**YOUR GOAL:** Print the listing below verbatim, keeping every line unchanged.

================================

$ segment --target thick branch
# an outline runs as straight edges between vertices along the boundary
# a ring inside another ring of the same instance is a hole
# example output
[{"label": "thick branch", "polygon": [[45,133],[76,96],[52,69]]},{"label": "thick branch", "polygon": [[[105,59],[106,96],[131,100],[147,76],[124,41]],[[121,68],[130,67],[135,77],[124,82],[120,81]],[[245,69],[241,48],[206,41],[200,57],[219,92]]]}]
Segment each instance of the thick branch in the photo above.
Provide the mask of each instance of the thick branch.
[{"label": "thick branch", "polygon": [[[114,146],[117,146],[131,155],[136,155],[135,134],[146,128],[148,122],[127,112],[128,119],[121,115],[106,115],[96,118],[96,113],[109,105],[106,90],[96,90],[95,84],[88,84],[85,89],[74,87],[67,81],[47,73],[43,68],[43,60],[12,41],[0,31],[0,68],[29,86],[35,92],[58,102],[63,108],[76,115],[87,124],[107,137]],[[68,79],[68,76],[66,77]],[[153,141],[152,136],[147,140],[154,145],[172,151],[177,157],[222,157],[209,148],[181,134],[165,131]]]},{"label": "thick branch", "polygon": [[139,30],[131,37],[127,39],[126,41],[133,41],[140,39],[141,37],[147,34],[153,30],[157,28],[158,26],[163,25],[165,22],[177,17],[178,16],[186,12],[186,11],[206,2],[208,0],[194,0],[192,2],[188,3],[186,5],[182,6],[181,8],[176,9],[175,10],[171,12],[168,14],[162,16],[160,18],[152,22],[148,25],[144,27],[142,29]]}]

================================

**RESPONSE TO THE TASK:**
$ segment --target thick branch
# an outline runs as straight edges between vertices along the boundary
# a ring inside another ring of the same instance is a hole
# example output
[{"label": "thick branch", "polygon": [[45,133],[76,96],[52,69]]},{"label": "thick branch", "polygon": [[[105,59],[106,96],[131,100],[147,76],[124,41]],[[121,68],[130,67],[135,77],[124,82],[120,81]],[[245,69],[241,48],[206,41],[200,57],[219,92]]]}]
Segment each instance of the thick branch in the photo above.
Provide the mask of each instance of the thick branch.
[{"label": "thick branch", "polygon": [[[114,146],[117,146],[131,155],[136,155],[135,134],[146,128],[148,122],[127,112],[128,119],[121,115],[106,115],[96,118],[96,113],[109,105],[106,90],[96,90],[95,84],[88,84],[85,89],[74,87],[67,81],[47,73],[43,68],[43,60],[12,41],[0,31],[0,68],[29,86],[35,92],[58,102],[63,108],[76,115],[87,124],[107,137]],[[68,79],[68,76],[66,77]],[[153,141],[152,136],[147,140],[154,145],[172,151],[177,157],[222,157],[209,148],[181,134],[165,131]]]},{"label": "thick branch", "polygon": [[139,30],[131,37],[127,39],[126,41],[133,41],[140,39],[141,37],[147,34],[153,30],[157,28],[158,26],[163,25],[165,22],[177,17],[178,16],[186,12],[186,11],[206,2],[208,0],[194,0],[192,2],[188,3],[186,5],[182,6],[181,8],[176,9],[175,10],[171,12],[168,14],[162,16],[160,18],[152,22],[148,25],[144,27],[142,29]]}]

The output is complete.